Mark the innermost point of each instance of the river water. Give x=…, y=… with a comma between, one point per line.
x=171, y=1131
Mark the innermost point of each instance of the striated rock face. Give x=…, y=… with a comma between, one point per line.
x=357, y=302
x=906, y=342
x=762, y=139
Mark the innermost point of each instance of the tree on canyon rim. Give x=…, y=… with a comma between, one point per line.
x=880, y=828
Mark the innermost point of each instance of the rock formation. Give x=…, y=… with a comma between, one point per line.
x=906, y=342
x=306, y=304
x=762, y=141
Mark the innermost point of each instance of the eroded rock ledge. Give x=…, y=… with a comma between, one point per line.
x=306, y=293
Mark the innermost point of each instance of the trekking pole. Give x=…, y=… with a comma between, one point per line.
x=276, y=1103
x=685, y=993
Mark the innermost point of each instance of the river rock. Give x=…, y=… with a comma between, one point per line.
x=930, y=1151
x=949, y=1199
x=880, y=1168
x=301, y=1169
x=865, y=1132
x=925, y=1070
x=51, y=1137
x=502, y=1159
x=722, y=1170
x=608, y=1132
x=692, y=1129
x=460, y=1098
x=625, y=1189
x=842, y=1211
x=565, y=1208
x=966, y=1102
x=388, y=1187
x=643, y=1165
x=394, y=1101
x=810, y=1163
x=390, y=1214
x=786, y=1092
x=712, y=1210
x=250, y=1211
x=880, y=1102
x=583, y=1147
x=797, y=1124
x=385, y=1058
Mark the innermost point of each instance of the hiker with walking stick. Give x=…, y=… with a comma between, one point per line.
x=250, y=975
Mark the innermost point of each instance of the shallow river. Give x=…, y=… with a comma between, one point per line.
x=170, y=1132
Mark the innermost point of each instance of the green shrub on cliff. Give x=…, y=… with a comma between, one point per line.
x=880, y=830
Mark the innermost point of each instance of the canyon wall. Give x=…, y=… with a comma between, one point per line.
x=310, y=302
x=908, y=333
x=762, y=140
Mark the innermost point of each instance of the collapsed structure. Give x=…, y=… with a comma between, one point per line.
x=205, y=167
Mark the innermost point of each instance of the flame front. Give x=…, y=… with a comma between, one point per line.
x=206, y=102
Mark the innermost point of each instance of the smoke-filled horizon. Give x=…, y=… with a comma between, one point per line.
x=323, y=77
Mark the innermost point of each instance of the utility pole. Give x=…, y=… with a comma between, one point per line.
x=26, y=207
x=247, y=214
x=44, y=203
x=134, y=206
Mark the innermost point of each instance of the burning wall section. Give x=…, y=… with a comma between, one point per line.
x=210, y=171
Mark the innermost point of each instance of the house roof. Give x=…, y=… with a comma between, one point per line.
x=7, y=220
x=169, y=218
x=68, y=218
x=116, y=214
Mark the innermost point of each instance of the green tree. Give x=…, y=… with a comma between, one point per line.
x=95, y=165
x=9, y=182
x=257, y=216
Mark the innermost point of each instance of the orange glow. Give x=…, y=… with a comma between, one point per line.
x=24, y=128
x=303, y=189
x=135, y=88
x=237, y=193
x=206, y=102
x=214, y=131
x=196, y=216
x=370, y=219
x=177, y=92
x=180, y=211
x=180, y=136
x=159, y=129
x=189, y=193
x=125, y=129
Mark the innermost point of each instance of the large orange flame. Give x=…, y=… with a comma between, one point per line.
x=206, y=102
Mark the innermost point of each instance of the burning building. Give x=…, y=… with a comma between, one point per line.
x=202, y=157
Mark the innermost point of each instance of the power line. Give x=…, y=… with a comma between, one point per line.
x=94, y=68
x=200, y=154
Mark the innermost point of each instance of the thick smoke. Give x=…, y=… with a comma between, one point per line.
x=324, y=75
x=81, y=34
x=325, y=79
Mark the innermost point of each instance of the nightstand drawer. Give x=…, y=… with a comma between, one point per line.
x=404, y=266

◇ ◇ ◇ ◇ ◇ ◇ ◇

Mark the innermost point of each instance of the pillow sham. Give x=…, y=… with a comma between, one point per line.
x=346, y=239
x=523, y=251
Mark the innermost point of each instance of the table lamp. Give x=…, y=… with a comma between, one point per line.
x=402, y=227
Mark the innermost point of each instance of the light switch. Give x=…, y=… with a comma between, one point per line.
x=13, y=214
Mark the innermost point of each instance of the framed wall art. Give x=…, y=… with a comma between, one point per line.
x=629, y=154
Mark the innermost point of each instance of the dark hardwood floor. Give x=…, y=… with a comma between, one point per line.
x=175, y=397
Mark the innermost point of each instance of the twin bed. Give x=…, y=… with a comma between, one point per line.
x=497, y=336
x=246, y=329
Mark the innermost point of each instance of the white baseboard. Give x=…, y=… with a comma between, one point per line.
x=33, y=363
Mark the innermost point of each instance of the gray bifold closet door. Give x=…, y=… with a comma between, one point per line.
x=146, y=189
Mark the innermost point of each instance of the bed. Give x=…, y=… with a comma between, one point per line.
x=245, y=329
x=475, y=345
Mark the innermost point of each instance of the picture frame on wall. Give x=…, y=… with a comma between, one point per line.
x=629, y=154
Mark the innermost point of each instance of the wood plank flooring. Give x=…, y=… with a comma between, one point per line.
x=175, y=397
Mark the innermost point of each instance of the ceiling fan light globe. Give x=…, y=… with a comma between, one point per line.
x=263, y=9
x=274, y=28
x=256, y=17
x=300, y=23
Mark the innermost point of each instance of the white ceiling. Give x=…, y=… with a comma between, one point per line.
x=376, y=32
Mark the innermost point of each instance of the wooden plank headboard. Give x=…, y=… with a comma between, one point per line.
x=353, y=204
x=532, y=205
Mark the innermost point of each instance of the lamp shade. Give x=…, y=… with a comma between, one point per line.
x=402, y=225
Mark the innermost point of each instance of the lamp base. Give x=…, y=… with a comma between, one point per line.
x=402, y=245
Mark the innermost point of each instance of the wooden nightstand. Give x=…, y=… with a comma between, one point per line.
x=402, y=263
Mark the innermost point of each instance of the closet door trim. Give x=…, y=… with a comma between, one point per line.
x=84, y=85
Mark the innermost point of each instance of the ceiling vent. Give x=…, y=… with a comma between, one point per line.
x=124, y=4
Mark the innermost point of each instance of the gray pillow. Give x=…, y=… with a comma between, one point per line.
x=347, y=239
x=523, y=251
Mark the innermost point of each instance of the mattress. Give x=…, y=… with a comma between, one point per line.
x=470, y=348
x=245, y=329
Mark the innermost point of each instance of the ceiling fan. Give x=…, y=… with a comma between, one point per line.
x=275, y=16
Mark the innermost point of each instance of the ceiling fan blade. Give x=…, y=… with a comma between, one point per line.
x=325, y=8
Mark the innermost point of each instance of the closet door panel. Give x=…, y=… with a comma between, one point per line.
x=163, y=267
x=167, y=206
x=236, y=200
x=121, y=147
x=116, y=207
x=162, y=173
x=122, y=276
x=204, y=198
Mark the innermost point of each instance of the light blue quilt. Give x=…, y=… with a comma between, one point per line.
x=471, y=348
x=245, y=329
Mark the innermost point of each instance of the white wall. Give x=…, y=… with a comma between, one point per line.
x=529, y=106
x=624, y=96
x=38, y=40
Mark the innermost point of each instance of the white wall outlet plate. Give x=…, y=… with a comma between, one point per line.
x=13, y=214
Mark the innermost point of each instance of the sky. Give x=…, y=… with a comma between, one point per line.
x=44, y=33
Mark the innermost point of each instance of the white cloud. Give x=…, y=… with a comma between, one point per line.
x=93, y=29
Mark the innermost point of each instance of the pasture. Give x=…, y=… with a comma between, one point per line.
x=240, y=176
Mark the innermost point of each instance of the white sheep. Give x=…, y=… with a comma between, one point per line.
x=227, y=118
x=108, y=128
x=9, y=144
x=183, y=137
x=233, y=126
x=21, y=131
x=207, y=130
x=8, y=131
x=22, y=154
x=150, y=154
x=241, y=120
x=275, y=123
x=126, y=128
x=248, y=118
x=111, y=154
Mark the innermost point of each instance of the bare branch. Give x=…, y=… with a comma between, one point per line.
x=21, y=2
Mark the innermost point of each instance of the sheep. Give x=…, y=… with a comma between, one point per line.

◇ ◇ ◇ ◇ ◇ ◇ ◇

*What is required:* Rewrite the records from the line containing "Mark the innermost point of each instance of the river water." through the line containing "x=685, y=993", keeping every line in place and leaving the wording unchanged. Increase every x and y coordinate in the answers by 51.

*Solution below:*
Mark the innermost point of each instance of the river water. Give x=…, y=… with a comma between, one point per line.
x=222, y=1182
Mark the innermost point of each instance of the striated rock face. Give x=…, y=… with a comma between, one point per line.
x=408, y=353
x=957, y=393
x=813, y=190
Mark the innermost point of each instance of the tree on canyon rim. Give x=…, y=… with a comma between, one point per line.
x=931, y=879
Mark the innermost point of each instance of the rock formation. Give x=…, y=… with a comma between, one point per line.
x=957, y=393
x=357, y=355
x=813, y=192
Mark the innermost point of each instance of the eroded rock ledge. Give x=…, y=… with a comma between, one point per line.
x=357, y=344
Mark the innermost point of each instance of the trekking pole. Give x=…, y=… with a comma between, one point per line.
x=327, y=1154
x=736, y=1044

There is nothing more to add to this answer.